Problem to work on
Could you transcribe the material below exactly, without leaving out a single line?

Point annotation records:
□ □ □ □ □ □ □
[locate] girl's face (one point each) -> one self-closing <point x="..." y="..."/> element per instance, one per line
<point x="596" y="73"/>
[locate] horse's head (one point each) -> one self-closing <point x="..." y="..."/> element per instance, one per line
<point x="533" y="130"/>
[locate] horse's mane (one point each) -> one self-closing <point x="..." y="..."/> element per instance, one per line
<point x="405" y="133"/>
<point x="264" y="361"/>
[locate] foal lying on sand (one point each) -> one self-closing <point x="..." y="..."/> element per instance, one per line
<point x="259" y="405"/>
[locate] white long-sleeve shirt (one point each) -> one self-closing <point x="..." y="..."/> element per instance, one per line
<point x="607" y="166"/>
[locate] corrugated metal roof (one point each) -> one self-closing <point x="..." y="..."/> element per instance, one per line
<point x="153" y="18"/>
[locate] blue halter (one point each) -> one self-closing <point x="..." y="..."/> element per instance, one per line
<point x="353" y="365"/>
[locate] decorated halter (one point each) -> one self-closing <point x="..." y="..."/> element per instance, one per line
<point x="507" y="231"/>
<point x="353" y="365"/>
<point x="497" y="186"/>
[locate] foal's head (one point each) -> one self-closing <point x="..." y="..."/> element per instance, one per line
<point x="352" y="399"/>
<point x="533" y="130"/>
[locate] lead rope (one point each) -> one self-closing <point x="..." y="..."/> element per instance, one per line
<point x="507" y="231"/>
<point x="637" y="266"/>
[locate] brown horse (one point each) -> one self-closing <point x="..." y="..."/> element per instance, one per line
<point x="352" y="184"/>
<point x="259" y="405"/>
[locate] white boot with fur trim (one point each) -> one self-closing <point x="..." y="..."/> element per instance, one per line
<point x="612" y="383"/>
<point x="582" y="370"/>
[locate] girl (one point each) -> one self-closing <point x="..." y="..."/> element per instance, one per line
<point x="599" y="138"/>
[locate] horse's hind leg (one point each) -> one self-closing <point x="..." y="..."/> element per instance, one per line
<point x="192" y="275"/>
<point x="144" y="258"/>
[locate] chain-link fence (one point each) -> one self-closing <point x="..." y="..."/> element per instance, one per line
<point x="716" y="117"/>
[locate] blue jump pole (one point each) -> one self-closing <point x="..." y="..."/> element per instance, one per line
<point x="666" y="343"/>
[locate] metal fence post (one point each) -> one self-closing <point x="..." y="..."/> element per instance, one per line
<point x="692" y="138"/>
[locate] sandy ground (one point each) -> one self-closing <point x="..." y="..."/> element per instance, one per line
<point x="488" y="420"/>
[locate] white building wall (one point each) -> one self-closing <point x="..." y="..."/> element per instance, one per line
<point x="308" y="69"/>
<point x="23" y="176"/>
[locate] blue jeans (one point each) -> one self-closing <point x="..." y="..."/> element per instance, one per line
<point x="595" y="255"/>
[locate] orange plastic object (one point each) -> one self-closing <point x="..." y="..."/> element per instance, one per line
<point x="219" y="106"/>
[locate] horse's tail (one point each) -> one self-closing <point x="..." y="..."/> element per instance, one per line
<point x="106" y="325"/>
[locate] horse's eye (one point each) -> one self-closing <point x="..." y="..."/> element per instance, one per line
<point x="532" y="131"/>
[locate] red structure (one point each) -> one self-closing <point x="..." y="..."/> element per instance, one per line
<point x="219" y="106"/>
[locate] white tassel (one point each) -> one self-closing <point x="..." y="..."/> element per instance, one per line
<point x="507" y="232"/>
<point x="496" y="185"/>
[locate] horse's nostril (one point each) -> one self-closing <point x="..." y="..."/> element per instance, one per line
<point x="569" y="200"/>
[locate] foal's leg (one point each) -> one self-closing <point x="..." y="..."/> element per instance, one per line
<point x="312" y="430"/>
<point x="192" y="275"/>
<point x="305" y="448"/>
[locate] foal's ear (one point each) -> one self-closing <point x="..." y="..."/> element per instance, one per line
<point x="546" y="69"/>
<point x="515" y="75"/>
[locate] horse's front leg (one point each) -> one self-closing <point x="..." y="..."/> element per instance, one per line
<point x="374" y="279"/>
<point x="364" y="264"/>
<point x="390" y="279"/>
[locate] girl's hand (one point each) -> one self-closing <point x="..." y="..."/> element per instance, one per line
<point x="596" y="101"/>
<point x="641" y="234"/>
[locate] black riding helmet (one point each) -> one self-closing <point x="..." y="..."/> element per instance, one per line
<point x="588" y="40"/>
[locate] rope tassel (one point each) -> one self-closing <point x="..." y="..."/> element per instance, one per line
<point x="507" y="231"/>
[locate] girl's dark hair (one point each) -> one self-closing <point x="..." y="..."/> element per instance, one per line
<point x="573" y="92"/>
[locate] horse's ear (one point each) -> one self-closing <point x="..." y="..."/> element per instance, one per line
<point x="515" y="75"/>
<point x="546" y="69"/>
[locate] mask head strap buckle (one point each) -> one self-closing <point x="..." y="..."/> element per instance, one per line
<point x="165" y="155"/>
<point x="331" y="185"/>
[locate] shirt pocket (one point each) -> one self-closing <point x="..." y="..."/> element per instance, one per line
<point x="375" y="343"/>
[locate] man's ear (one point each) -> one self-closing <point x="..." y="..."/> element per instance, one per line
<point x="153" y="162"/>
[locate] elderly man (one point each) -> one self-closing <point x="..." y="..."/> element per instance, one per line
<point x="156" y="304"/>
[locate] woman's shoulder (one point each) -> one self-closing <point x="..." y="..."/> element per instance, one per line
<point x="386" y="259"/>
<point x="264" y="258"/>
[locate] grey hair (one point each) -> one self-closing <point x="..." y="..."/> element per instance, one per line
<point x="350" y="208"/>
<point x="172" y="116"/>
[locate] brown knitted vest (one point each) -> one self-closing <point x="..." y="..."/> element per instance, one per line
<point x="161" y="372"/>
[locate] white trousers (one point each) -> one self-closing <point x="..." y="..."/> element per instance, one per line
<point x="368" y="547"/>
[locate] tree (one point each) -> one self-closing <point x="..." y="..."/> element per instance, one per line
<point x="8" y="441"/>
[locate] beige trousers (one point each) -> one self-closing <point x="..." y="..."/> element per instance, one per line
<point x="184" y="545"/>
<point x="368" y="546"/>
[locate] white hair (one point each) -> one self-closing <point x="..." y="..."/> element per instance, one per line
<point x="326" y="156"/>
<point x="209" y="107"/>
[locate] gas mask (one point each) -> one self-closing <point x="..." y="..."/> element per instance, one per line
□ □ □ □ □ □ □
Answer
[locate] girl's face (one point each) -> one self-closing <point x="..." y="..."/> element per instance, one per line
<point x="596" y="73"/>
[locate] horse's head (one point each) -> one self-closing <point x="..." y="..."/> element per instance, one per line
<point x="533" y="130"/>
[locate] horse's mane (one point each) -> one self-closing <point x="..." y="..."/> element per instance, one per line
<point x="405" y="133"/>
<point x="264" y="361"/>
[locate] foal lying on sand (one point each) -> one self-closing <point x="..." y="..."/> element per instance, one per line
<point x="259" y="405"/>
[locate] white long-sleeve shirt (one point each) -> one self-closing <point x="..." y="..."/> element per instance, one per line
<point x="607" y="166"/>
[locate] corrugated metal roof (one point each) -> one self-closing <point x="..." y="..."/> element per instance, one per line
<point x="153" y="18"/>
[locate] blue halter (one point each) -> one self-closing <point x="..." y="..."/> element per instance, one per line
<point x="353" y="365"/>
[locate] decorated halter (one point each) -> one self-closing <point x="..." y="..."/> element per instance, one per line
<point x="507" y="231"/>
<point x="353" y="365"/>
<point x="497" y="186"/>
[locate] foal's head (one point each) -> one self-closing <point x="..." y="..."/> element per instance, one per line
<point x="352" y="399"/>
<point x="533" y="130"/>
[locate] lead rope (one point each) -> one self-closing <point x="..." y="..."/> element per instance, one per line
<point x="507" y="231"/>
<point x="637" y="266"/>
[locate] brown horse (one point each) -> one self-closing <point x="..." y="..."/> element per instance, one per line
<point x="352" y="184"/>
<point x="259" y="405"/>
[locate] white boot with fur trim (one point each) -> one self-closing <point x="..." y="..."/> element per instance, one per line
<point x="612" y="383"/>
<point x="582" y="370"/>
[locate] girl (one point each) -> one self-closing <point x="..." y="..."/> element per instance, one per line
<point x="599" y="138"/>
[locate] horse's hind leg (one point each) -> one self-closing <point x="..." y="..."/> element per instance, one per line
<point x="192" y="275"/>
<point x="144" y="258"/>
[locate] chain-link fence (one point each) -> one self-closing <point x="..." y="..."/> element per instance, one per line
<point x="716" y="117"/>
[locate] blue jump pole (one point each) -> one self-closing <point x="..." y="..."/> element per instance, one per line
<point x="666" y="343"/>
[locate] metal fence post (one point each) -> one self-closing <point x="..." y="..."/> element per instance, one per line
<point x="692" y="138"/>
[locate] sandy ground (one point each) -> one self-closing <point x="..." y="..."/> element per instance, one per line
<point x="488" y="420"/>
[locate] white building wall (one point each) -> one self-closing <point x="..." y="..."/> element per instance, one per line
<point x="308" y="69"/>
<point x="23" y="176"/>
[locate] blue jeans (one point each) -> one self-closing <point x="..." y="..."/> element per instance, one per line
<point x="595" y="255"/>
[locate] orange plastic object (one point each) -> one self-closing <point x="..." y="..."/> element per instance, one per line
<point x="219" y="106"/>
[locate] horse's tail (one point each) -> one self-closing <point x="..." y="..."/> element per instance, one per line
<point x="106" y="325"/>
[locate] horse's eye (one point each) -> one self-closing <point x="..." y="..."/> element per instance, one per line
<point x="532" y="131"/>
[locate] red structure (one point each) -> one self-closing <point x="..." y="..."/> element per instance, one per line
<point x="219" y="106"/>
[locate] white tassel (one point each) -> one self-closing <point x="..." y="..."/> element per instance, one per line
<point x="507" y="232"/>
<point x="496" y="185"/>
[locate] horse's nostril (one point each) -> one self-closing <point x="..." y="..."/> element per instance, one per line
<point x="569" y="200"/>
[locate] foal's leg (one point each) -> one self-closing <point x="..." y="..."/> element per instance, one per line
<point x="312" y="430"/>
<point x="192" y="275"/>
<point x="305" y="448"/>
[locate] foal's ear (one point each) -> one self-closing <point x="..." y="..."/> element per instance, one per line
<point x="546" y="69"/>
<point x="515" y="75"/>
[locate] horse's front leg (one point each) -> one self-closing <point x="..." y="..."/> element per instance, one per line
<point x="374" y="279"/>
<point x="364" y="264"/>
<point x="390" y="279"/>
[locate] girl's hand (one point each) -> one self-closing <point x="..." y="..."/> element per instance, one per line
<point x="596" y="101"/>
<point x="641" y="234"/>
[locate] black riding helmet (one point each) -> one self-closing <point x="..." y="..."/> element per instance, one per line
<point x="588" y="40"/>
[locate] rope tassel (one point each) -> one self-closing <point x="..." y="..."/> element per instance, one per line
<point x="507" y="231"/>
[locate] girl's dark hair (one point each) -> one self-closing <point x="..." y="..."/> element per instance, one per line
<point x="573" y="92"/>
[locate] horse's ear (one point each) -> one self-closing <point x="..." y="..."/> element per instance, one per line
<point x="515" y="75"/>
<point x="546" y="69"/>
[locate] mask head strap buckle (one point each) -> one self-closing <point x="..." y="..."/> element per instance, one per line
<point x="165" y="155"/>
<point x="331" y="185"/>
[locate] shirt pocket (one point each) -> one self-closing <point x="..." y="..."/> element per instance, one per line
<point x="375" y="343"/>
[locate] man's ear (one point each) -> one self-closing <point x="..." y="..."/> element per instance, one per line
<point x="153" y="162"/>
[locate] elderly man (one point each) -> one self-closing <point x="..." y="..."/> element per instance, one per line
<point x="156" y="304"/>
[locate] woman's shoulder (one point each) -> one self-closing <point x="..." y="..."/> element per instance, one per line
<point x="386" y="259"/>
<point x="264" y="258"/>
[locate] grey hair (one point each) -> one self-closing <point x="..." y="..."/> element per instance, one per line
<point x="350" y="208"/>
<point x="172" y="116"/>
[locate] brown knitted vest (one point each) -> one self-closing <point x="..." y="..."/> element per instance, one per line
<point x="161" y="372"/>
[locate] white trousers (one point each) -> one self-closing <point x="..." y="..."/> element per instance, one per line
<point x="368" y="547"/>
[locate] tree (one point each) -> one self-closing <point x="..." y="..."/> element per instance, one per line
<point x="8" y="441"/>
[locate] beige trousers (one point each) -> one self-closing <point x="..." y="..."/> element per instance, one per line
<point x="184" y="545"/>
<point x="368" y="546"/>
[locate] white hair (one point each) -> one self-closing <point x="..." y="..."/> element per instance, one per line
<point x="326" y="156"/>
<point x="209" y="107"/>
[locate] gas mask (one point each) -> one self-closing <point x="..." y="..."/> element per instance, one per line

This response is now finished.